PROBLEM TO SOLVE:
Print the records exactly as given.

EXTRACTED INFORMATION: Begin

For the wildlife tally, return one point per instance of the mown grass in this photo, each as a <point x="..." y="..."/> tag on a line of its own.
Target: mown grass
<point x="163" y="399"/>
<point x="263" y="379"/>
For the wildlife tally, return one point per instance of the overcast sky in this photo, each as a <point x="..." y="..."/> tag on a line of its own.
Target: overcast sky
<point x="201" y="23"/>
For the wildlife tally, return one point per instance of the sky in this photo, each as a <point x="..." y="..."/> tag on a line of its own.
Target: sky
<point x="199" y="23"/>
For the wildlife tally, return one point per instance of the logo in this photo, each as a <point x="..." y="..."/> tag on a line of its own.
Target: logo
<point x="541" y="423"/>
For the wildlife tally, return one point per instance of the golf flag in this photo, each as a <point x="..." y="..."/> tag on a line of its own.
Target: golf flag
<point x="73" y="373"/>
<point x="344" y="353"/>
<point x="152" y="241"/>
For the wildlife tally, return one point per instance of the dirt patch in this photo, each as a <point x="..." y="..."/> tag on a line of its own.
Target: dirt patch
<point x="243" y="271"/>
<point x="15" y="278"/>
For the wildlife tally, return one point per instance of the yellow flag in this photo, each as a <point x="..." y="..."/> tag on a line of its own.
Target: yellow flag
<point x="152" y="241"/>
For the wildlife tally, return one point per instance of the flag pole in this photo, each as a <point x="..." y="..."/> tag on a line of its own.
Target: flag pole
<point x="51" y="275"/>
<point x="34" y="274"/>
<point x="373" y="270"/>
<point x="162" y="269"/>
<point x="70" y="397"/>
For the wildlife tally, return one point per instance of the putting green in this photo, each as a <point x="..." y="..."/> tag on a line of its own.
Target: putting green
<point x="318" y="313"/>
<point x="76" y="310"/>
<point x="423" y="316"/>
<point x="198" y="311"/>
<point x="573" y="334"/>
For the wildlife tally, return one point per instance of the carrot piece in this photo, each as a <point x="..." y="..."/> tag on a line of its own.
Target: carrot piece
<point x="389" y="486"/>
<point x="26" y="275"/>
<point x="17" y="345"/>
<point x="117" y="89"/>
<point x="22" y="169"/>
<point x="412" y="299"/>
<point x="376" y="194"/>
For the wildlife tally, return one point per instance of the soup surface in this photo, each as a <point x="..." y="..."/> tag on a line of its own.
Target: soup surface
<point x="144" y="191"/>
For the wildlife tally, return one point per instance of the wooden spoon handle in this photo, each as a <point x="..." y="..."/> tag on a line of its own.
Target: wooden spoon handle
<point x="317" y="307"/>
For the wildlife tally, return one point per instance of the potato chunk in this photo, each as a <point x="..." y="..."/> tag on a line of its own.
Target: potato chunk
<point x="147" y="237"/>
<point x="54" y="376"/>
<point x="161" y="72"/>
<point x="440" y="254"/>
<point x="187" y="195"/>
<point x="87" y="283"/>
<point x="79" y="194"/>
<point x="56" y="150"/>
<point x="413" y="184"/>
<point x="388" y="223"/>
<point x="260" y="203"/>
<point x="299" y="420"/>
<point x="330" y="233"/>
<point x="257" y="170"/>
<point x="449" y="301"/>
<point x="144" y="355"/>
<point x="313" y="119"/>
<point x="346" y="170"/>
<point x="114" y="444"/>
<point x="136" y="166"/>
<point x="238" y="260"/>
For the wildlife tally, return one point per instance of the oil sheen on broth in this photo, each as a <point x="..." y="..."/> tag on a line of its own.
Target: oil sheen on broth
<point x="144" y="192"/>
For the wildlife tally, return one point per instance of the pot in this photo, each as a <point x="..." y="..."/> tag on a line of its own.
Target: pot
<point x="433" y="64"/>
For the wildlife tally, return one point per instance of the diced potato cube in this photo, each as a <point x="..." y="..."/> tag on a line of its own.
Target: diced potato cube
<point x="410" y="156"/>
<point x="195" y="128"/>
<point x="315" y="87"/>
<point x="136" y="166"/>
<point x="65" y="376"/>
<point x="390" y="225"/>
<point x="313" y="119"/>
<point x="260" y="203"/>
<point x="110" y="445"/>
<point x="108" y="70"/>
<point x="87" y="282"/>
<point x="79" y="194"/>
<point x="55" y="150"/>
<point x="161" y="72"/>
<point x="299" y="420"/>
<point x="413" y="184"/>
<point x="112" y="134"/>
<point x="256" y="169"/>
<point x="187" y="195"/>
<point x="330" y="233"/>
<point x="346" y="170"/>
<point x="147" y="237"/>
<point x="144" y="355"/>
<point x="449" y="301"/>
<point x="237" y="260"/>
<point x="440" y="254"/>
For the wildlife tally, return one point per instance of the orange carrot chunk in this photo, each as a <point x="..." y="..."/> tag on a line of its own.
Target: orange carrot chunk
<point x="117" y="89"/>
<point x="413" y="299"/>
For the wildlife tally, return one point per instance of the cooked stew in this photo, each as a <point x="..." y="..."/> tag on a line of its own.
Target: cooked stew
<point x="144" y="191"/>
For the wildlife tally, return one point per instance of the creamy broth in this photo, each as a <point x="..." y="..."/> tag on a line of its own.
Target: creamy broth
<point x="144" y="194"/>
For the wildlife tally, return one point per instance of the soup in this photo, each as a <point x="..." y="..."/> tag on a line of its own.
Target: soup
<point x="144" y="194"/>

EXTRACTED INFORMATION: End

REPLY TO THE TASK:
For the wildlife tally, return one point per instance of the mown grass in this photo, each as a <point x="..." y="..."/> tag on a line of its own.
Target: mown grass
<point x="163" y="399"/>
<point x="263" y="379"/>
For the wildlife tally, return one point per instance of the overcast sky in this photo, each as a <point x="..." y="..."/> tag on a line of its own.
Target: overcast sky
<point x="201" y="23"/>
For the wildlife tally, return one point per instance of the sky in this photo, each as a <point x="..." y="..."/> tag on a line of its own.
Target: sky
<point x="199" y="23"/>
For the wildlife tally, return one point per instance of the logo in this photo, each as a <point x="..." y="..."/> tag on a line of its own.
Target: logo
<point x="541" y="423"/>
For the wildlife tally, return one point per instance of the golf flag in this photo, each as a <point x="..." y="..."/> tag on a line of its own.
Target: golf flag
<point x="73" y="373"/>
<point x="344" y="353"/>
<point x="152" y="241"/>
For the wildlife tally, return one point per instance of the dirt patch in this photo, each as a <point x="..." y="..."/> tag on a line of its own.
Target: dirt patch
<point x="243" y="271"/>
<point x="15" y="278"/>
For the wildlife tally, return one point per instance of the yellow flag in this photo, each as a <point x="..." y="..."/> tag on a line of its own.
Target: yellow flag
<point x="152" y="241"/>
For the wildlife tally, return one point per instance of the flag pole in this photo, each as a <point x="..." y="..."/> tag on a line of its own.
Target: flag pole
<point x="51" y="275"/>
<point x="34" y="274"/>
<point x="373" y="270"/>
<point x="162" y="269"/>
<point x="70" y="397"/>
For the wildlife tally, return one point per instance of the putting green in this photo, each as a <point x="..." y="..."/> tag on a line of its own.
Target: putting green
<point x="318" y="313"/>
<point x="76" y="310"/>
<point x="423" y="316"/>
<point x="198" y="311"/>
<point x="573" y="334"/>
For the wildlife tally, return one point per instance of the carrot piece in this photo, each as a <point x="..." y="..."/> tag on a line of its own.
Target: carrot piece
<point x="389" y="486"/>
<point x="26" y="275"/>
<point x="17" y="345"/>
<point x="117" y="89"/>
<point x="22" y="169"/>
<point x="412" y="299"/>
<point x="376" y="194"/>
For the wildlife tally, return one point per instance of the soup surface in this photo, each as a <point x="..." y="..."/> tag on a line of its own.
Target: soup surface
<point x="144" y="191"/>
For the wildlife tally, return one point per instance of the wooden spoon handle in this photo, each as a <point x="..." y="..."/> tag on a line of its own.
Target: wooden spoon handle
<point x="317" y="307"/>
For the wildlife tally, return one point per instance of the potato chunk in this photo, each as a <point x="..." y="..."/> tag on a line of its own.
Target: potato chunk
<point x="147" y="237"/>
<point x="54" y="376"/>
<point x="161" y="72"/>
<point x="440" y="254"/>
<point x="187" y="195"/>
<point x="87" y="283"/>
<point x="79" y="194"/>
<point x="56" y="150"/>
<point x="413" y="184"/>
<point x="388" y="223"/>
<point x="260" y="203"/>
<point x="299" y="420"/>
<point x="330" y="233"/>
<point x="257" y="170"/>
<point x="449" y="301"/>
<point x="144" y="355"/>
<point x="313" y="119"/>
<point x="346" y="170"/>
<point x="114" y="444"/>
<point x="136" y="166"/>
<point x="238" y="260"/>
For the wildlife tally, return one point per instance of the oil sheen on broth in this photo, each as a <point x="..." y="..."/> tag on a line of its own.
Target: oil sheen on broth
<point x="144" y="192"/>
For the wildlife tally, return one point per instance of the pot in this photo, each as a <point x="..." y="..."/> tag on a line of its own.
Target: pot
<point x="433" y="64"/>
For the wildlife tally, return one point per instance of the diced potato cube in this photo, each as a <point x="..." y="..."/> tag on a line of its own.
Target: diced potato cube
<point x="410" y="156"/>
<point x="195" y="128"/>
<point x="315" y="87"/>
<point x="136" y="166"/>
<point x="65" y="376"/>
<point x="390" y="225"/>
<point x="313" y="119"/>
<point x="260" y="203"/>
<point x="110" y="445"/>
<point x="108" y="70"/>
<point x="87" y="282"/>
<point x="79" y="194"/>
<point x="55" y="150"/>
<point x="161" y="72"/>
<point x="299" y="420"/>
<point x="413" y="184"/>
<point x="112" y="134"/>
<point x="256" y="169"/>
<point x="187" y="195"/>
<point x="330" y="233"/>
<point x="346" y="170"/>
<point x="147" y="237"/>
<point x="144" y="355"/>
<point x="449" y="301"/>
<point x="237" y="260"/>
<point x="440" y="254"/>
For the wildlife tally, return one point per instance of the orange carrot chunk in this photo, each as a <point x="..." y="..."/> tag on a line of its own.
Target: orange carrot chunk
<point x="117" y="89"/>
<point x="413" y="299"/>
For the wildlife tally, return one point per instance of the cooked stew in this photo, each as a <point x="..." y="..."/> tag on a line of its own.
Target: cooked stew
<point x="144" y="191"/>
For the wildlife tally, return one point per instance of the creamy broth in this photo, each as a <point x="..." y="..."/> tag on a line of its own.
Target: creamy broth
<point x="144" y="194"/>
For the wildlife tally, return one point per instance of the soup in this photo, each as a <point x="..." y="..."/> tag on a line of its own.
Target: soup
<point x="144" y="194"/>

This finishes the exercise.